TASK DESCRIPTION:
In the lines below, find the one that contains "with detecting black" and write it out exactly, along with every line that follows it.

EXERCISE DATA Start Marker

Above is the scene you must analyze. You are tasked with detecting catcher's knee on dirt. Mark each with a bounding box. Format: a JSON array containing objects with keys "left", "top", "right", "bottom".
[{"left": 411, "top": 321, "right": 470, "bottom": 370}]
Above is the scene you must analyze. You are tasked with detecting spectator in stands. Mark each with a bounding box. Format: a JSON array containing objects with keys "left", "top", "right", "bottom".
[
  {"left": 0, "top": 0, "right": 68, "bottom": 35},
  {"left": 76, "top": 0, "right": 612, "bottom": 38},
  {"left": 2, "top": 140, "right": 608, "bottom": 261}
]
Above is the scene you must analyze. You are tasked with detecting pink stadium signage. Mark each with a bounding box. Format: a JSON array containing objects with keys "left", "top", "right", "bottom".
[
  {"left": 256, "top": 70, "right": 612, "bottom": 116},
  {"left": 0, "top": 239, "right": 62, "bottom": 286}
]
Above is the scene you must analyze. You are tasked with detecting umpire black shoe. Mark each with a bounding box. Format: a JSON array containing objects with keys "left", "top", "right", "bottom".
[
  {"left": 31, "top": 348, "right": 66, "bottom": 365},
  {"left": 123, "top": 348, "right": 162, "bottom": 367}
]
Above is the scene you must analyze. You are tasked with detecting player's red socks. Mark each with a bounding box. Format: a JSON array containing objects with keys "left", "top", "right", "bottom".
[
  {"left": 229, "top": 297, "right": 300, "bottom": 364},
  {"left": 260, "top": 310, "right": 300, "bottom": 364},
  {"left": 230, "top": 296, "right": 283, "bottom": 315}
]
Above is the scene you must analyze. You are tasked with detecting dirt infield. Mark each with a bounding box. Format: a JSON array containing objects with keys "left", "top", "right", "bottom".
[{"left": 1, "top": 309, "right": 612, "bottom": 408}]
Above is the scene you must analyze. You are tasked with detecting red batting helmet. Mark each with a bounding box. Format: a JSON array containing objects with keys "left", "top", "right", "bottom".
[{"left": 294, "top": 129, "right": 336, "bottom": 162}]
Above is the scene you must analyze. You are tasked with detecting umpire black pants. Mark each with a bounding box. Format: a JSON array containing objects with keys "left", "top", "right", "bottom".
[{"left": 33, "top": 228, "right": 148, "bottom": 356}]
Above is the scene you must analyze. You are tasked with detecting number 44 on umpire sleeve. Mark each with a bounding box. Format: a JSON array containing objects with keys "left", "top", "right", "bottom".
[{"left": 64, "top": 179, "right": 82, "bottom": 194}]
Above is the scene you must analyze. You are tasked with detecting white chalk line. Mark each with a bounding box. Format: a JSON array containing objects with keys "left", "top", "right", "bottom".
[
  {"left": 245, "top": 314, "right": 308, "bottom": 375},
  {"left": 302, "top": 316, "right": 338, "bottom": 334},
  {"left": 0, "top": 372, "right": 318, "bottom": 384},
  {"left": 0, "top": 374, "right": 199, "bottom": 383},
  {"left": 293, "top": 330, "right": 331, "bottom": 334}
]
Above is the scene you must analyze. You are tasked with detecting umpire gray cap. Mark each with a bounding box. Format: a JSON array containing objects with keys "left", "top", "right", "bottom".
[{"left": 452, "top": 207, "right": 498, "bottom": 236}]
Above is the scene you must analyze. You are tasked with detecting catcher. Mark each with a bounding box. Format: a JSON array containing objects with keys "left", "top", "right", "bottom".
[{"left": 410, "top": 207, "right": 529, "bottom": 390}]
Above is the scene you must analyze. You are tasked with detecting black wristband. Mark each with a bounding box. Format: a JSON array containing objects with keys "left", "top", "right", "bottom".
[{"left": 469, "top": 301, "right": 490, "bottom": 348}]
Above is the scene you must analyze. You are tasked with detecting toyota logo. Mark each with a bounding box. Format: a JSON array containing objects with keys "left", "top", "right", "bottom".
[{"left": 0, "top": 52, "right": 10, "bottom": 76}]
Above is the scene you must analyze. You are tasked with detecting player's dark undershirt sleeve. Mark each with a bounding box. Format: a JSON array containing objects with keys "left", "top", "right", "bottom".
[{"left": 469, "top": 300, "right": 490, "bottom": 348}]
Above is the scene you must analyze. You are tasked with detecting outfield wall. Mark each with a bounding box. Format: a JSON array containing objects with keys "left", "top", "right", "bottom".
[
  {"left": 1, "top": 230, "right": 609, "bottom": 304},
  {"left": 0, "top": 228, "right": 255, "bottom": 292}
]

EXERCISE DATA End Marker

ANSWER TO THIS PROBLEM:
Above is the scene you must analyze. You are tasked with detecting black wristband. Mark each with a bounding box. Format: a JSON array containing objects with keys "left", "top", "right", "bottom".
[{"left": 469, "top": 301, "right": 490, "bottom": 348}]
Above is the scene you must analyze. You are tasked with detecting toyota logo. Mark each with a bounding box. Format: a JSON array containing objects with keys "left", "top", "right", "bottom".
[{"left": 0, "top": 52, "right": 10, "bottom": 76}]
Above is the scene you must analyze. You are tasked with detecting player's dark undershirt sleeve. Mark each with a bounding box. Format: a JSON array containing objects with keys "left", "top", "right", "bottom".
[{"left": 469, "top": 300, "right": 490, "bottom": 348}]
Above is the scene you must analyze. You are tasked with detecting outfield wall. Mark each with a bounding box. Format: a JSON array containing objects with keys "left", "top", "right", "bottom".
[
  {"left": 1, "top": 230, "right": 609, "bottom": 304},
  {"left": 0, "top": 228, "right": 255, "bottom": 292}
]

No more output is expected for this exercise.